Carry on the article below about the Supreme Court's retaliation ruling, starting after its last sentence.

**TEXT SECTION**:
[start]
Supreme Court Rules for Employee on Retaliation Claim

On Thursday, June 22, 2006, the United States Supreme Court decided the case of Burlington Northern and Santa Fe Railway Co. v. White, expanding the scope of retaliation claims. This is a case involving alleged retaliation against a railroad worker. The worker claimed that she was treated adversely when her job duties were altered and she was suspended without pay after filing claims of harassment and retaliation.


Facts of the Case

The employee who filed the lawsuit drove a forklift for the railroad company. She complained that she was sexually harassed by the foreman who supervised her. Her complaint was investigated by the company and the foreman was suspended for ten days and required to undergo training. At the same time she was informed of the foreman’s discipline, the employee was transferred to a position repairing railroad tracks, a less desirable job than the forklift operator position she formerly held. Her job classification remained the same. After her transfer, the employee filed with the Equal Employment Opportunity Commission (EEOC) two complaints of retaliation related to her transfer and alleged subjection to surveillance and monitoring. Shortly afterwards, she was suspended without pay for 37 days. Her suspension ended when she was reinstated with back pay as the result of a union grievance she filed. She also filed an additional EEOC charge related to the suspension.
[end]
**GIVEN ENTRIES**:
[start]
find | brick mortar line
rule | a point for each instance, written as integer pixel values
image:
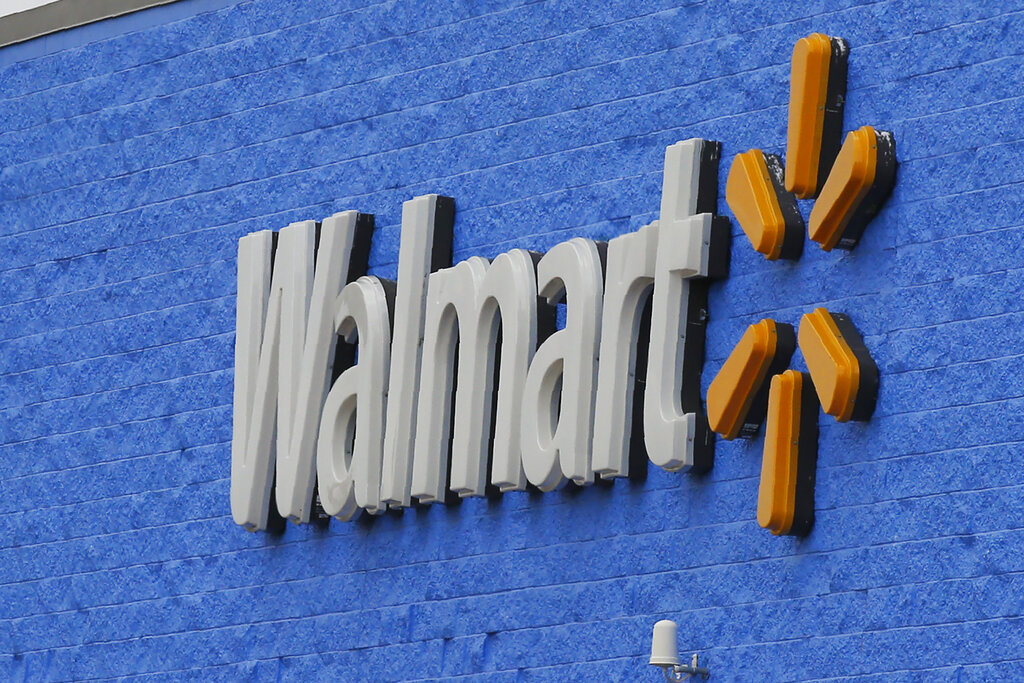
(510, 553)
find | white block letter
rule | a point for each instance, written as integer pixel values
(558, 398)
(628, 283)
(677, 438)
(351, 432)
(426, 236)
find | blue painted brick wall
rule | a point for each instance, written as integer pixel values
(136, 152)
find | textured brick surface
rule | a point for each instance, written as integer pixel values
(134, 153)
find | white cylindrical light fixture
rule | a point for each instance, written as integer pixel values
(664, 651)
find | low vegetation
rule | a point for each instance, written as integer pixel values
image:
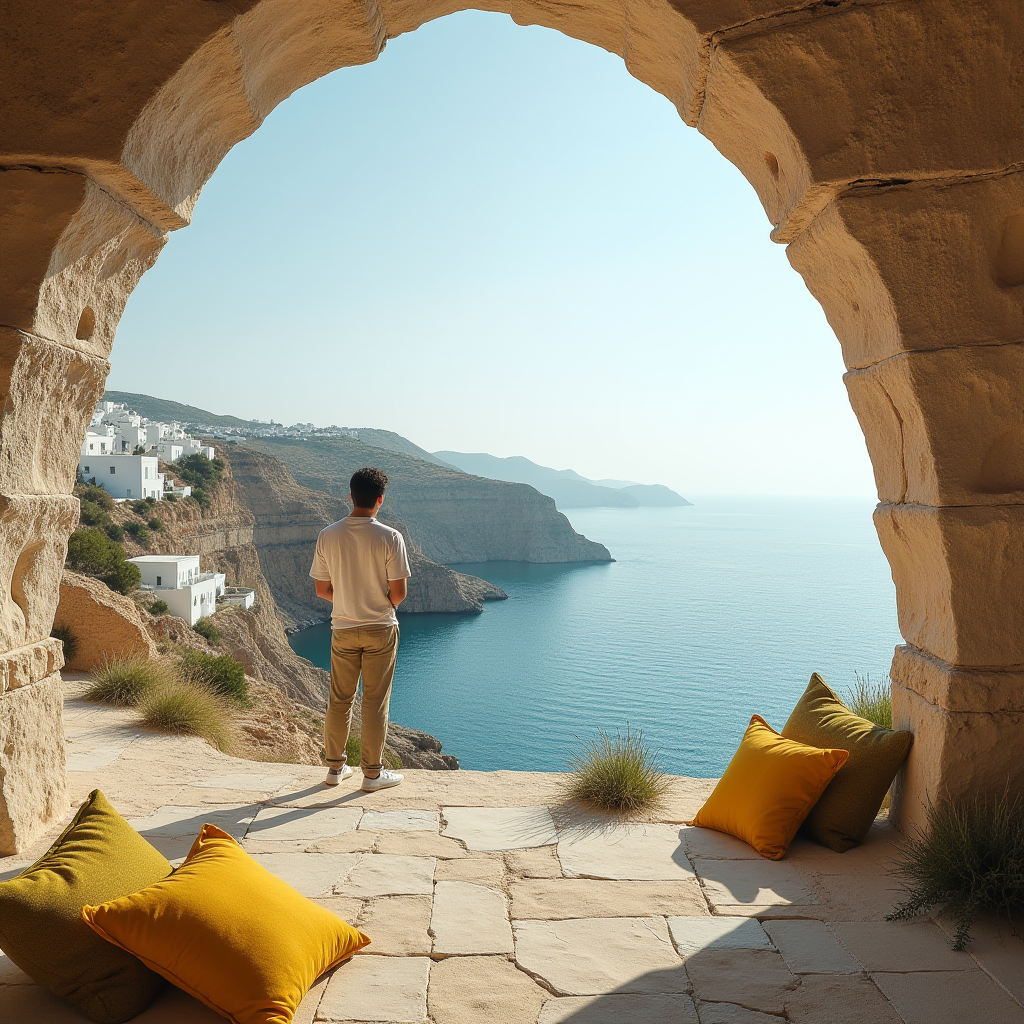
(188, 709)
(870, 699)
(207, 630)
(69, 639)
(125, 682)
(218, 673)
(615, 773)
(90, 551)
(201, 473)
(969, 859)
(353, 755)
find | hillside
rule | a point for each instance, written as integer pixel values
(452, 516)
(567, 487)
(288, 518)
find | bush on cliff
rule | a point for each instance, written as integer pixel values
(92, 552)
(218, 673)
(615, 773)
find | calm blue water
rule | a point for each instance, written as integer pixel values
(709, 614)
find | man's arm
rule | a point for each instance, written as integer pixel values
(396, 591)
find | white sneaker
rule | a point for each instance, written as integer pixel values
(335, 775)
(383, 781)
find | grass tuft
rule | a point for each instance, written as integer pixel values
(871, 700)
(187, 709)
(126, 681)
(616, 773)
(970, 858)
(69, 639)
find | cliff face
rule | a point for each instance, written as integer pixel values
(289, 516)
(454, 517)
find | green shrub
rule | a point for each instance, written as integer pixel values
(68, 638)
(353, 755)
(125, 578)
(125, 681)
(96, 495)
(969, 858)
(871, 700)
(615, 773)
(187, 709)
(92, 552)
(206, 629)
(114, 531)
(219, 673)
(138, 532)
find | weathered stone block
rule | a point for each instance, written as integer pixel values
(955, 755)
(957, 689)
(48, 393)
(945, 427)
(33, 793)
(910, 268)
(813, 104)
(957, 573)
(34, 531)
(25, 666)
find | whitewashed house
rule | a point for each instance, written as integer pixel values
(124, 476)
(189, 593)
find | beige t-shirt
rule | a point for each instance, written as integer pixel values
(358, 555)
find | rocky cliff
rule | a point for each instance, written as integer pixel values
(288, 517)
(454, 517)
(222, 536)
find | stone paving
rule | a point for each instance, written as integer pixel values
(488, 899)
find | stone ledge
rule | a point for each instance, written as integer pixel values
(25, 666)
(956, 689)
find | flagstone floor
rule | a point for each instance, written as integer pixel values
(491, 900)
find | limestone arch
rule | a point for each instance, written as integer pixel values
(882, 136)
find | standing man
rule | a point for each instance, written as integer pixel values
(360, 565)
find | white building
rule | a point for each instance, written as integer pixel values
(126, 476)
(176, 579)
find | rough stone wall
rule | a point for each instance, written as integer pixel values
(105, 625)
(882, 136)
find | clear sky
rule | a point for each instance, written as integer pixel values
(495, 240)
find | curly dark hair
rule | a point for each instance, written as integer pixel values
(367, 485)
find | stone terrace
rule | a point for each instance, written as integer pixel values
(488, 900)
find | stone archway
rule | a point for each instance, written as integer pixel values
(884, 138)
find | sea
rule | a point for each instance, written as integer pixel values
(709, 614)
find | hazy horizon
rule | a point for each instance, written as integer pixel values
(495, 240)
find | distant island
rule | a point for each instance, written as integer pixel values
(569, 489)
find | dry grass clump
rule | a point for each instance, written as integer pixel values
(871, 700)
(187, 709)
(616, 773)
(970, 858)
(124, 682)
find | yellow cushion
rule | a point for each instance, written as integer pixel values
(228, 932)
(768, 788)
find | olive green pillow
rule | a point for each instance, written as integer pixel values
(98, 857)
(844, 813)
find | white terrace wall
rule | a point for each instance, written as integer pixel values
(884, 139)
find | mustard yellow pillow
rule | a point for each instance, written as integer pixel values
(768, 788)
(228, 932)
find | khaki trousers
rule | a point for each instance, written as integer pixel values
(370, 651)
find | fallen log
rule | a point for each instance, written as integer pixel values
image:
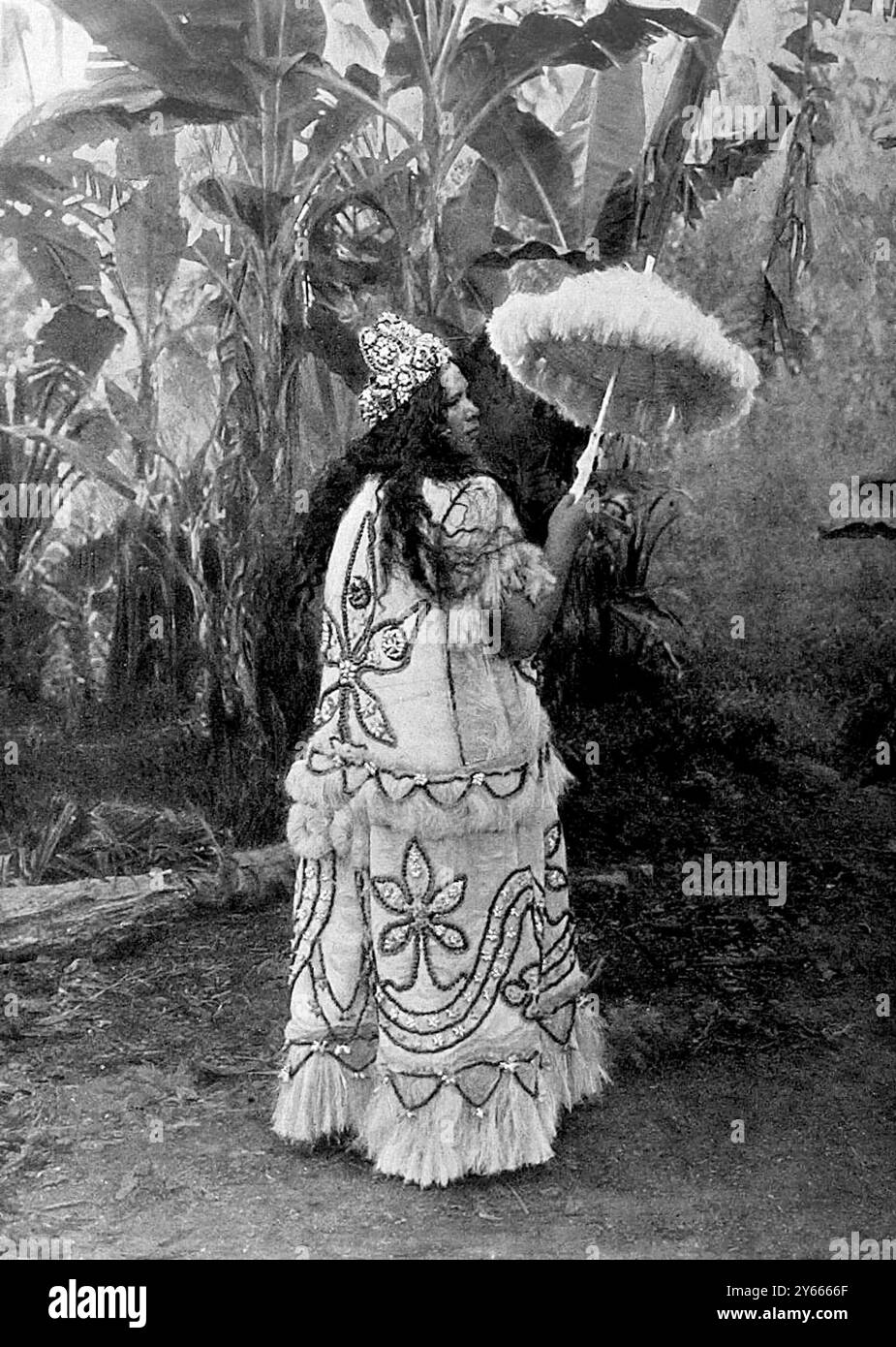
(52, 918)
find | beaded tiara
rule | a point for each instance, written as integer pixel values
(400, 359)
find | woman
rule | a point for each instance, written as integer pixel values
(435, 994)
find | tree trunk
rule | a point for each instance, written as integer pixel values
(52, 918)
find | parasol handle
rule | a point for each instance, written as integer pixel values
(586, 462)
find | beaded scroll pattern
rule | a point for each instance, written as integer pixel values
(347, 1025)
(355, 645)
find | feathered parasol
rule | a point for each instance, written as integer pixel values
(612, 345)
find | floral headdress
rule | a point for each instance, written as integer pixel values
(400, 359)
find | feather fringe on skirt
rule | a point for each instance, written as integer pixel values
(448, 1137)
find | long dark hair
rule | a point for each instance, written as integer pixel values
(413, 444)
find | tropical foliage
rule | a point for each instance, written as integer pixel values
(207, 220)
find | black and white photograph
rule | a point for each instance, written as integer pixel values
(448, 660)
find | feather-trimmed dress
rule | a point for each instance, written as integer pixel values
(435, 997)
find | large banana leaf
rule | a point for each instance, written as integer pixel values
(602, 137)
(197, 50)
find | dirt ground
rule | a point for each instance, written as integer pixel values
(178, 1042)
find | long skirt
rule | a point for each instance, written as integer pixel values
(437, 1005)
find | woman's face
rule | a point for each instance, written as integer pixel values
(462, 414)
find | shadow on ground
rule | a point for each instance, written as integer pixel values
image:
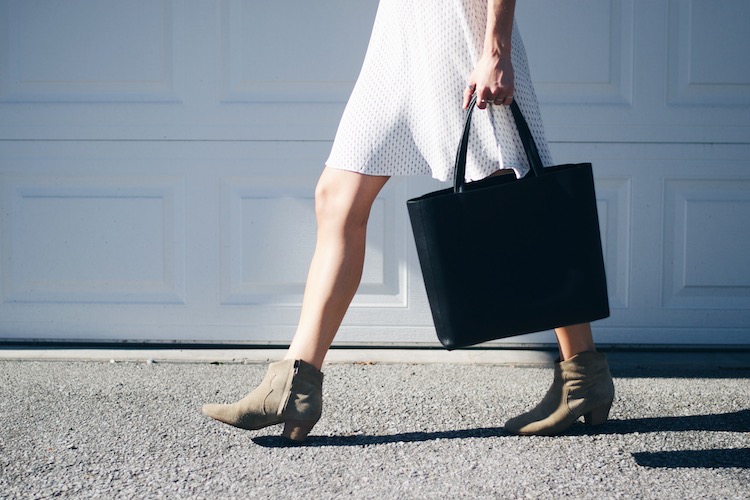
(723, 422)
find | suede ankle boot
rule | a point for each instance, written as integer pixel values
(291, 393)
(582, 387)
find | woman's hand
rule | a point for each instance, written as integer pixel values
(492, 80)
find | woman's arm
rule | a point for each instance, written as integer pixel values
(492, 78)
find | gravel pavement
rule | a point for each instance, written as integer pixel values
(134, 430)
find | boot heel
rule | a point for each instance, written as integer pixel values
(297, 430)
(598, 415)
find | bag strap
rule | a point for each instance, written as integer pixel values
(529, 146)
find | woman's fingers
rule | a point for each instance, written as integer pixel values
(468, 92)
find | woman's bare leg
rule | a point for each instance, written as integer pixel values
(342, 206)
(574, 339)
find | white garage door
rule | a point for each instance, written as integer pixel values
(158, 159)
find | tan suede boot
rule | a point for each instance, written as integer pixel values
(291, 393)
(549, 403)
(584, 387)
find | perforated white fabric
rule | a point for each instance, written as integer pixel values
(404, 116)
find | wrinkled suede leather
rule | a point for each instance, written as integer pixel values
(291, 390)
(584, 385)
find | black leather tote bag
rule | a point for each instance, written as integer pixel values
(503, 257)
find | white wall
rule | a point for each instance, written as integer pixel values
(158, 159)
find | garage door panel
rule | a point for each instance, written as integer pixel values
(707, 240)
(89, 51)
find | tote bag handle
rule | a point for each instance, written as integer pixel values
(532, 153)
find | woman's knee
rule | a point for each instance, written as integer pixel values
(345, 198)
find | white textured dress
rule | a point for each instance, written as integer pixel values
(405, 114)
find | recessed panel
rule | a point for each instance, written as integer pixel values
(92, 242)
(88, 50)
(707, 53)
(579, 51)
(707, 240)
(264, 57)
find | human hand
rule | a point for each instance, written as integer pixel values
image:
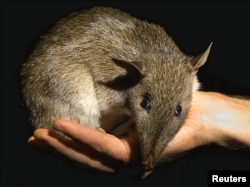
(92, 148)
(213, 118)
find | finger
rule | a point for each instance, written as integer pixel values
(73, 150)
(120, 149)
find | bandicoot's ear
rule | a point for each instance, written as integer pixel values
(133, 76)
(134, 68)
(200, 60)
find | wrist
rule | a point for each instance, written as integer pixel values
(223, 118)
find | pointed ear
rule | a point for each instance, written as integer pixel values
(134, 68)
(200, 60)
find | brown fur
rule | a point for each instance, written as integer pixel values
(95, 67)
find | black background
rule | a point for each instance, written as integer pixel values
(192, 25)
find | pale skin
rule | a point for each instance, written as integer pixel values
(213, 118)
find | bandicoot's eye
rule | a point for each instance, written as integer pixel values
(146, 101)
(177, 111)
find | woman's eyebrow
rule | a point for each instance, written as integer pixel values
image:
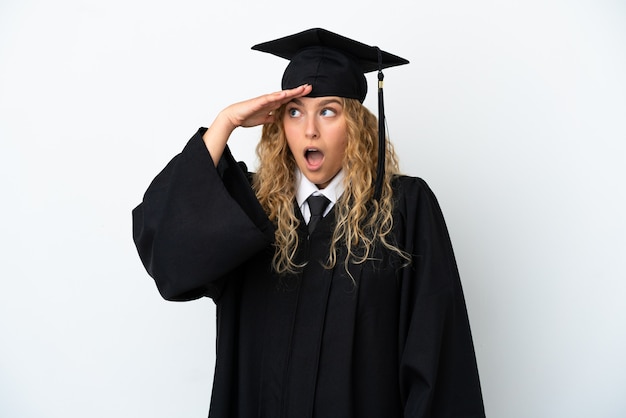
[end]
**ANSWER TO THIS EXERCISE**:
Prior History

A federal jury in Tennessee awarded the employee $43,500 in compensatory damages based on her retaliation claim. The award was initially reversed on appeal but then later reinstated by a panel of the United States Court of Appeals for the Sixth Circuit. The railroad company appealed to the United States Supreme Court.


Supreme Court Decision

The Supreme Court addressed two issues in this case: 

  1. whether there must be a link between the challenged retaliatory action and the terms, conditions, or privileges of employment, and
  2. whether the actions taken against the employee in this case could be considered “retaliation” as that term is defined in the law.

The railroad argued that the behavior at issue did not “materially” change the employee’s terms and conditions of employment and should not be considered retaliation. The employee argued that a lower standard should be adopted under which any negative action is enough to bring a claim.
Justice Breyer stated the ruling of the Court upholding the jury verdict for the employee:

We conclude that the anti-retaliation provision does not confine the actions and harms it forbids to those that are related to employment or occur at the workplace. We also conclude that the provision covers those (and only those) employer actions that would have been materially adverse to a reasonable employee or applicant.
Burlington Northern and Santa Fe Railway Co. v. White, No 05-259, 548 U.S. ____, p. 2 (S.Ct. June 22, 2006).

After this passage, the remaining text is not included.